_Do this_
In the passage on the WARN Act, how many days' notice must covered employers give employees before mass layoffs or plant closings?
## Begin Given passage
The Federal District Court for the Southern District of New York has allowed a class of 6,500 plaintiffs to pursue their complaint against several investment companies for violations of the Workers Adjustment and Notification, or WARN, Act. In doing so, the court in In re Vogt, 2004 WL 187153, adopted and applied not the traditional piercing-the-corporate-veil test but instead the more narrowly focused and easier to establish “DOL test,” based on the Department of Labor's WARN regulations.

This case should be of concern to all employers, not just equity investors. The nation's economy now seems to be hovering between recession and recovery. Thus, employers may find themselves laying off employees for reasons as diverse as making way for strategic outsourcing, to facilitating effective integration of mergers and acquisitions, to true life-or-death restructuring. This new decision, then, makes the assertion of liability against parent companies and equity owners easier to establish and may give encouragement to effected employees to seek WARN penalties against deeper pockets.

WARN's Provisions

Born out of a spate of rust-belt plant closings, WARN sought to soften the blow of job loss to workers and their families by providing some advance notice, allowing them transition time to different employment. WARN applies to employers with at least 100 employees and requires at least 60 days' notice to their employees before mass layoffs or plant closings. A principal enforcement mechanism of the Act permits employees to seek damages from their employer in federal court in an amount equivalent to 60 days' pay and fringe benefits when the employer fails to give proper notice of a mass layoff. The Act allows employees to pursue these actions as a class.
## End Given passage
## Begin Data shown
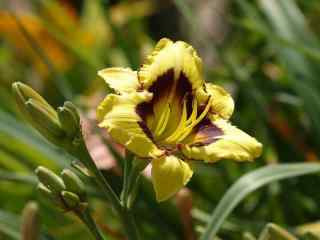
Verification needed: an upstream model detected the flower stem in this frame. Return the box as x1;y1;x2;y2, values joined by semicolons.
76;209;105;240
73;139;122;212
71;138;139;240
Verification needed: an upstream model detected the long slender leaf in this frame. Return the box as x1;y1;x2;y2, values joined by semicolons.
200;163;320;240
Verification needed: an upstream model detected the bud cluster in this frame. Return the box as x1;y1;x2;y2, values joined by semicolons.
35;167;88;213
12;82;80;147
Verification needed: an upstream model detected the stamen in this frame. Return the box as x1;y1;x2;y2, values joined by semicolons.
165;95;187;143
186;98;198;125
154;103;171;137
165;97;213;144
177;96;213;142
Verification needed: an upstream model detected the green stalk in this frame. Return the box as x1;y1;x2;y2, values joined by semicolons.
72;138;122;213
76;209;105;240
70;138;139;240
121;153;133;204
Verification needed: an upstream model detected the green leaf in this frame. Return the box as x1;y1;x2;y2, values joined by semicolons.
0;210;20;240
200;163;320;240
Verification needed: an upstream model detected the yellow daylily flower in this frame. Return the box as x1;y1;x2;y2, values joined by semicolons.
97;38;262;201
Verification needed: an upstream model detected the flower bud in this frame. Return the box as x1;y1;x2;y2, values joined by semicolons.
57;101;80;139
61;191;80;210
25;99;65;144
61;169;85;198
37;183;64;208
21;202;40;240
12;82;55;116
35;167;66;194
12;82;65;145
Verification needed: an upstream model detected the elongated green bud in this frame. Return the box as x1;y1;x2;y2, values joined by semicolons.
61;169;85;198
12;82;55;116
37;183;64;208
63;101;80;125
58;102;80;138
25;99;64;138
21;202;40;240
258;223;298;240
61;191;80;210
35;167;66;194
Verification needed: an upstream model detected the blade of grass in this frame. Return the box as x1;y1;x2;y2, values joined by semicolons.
## End Data shown
_Exercise output_
At least 60 days.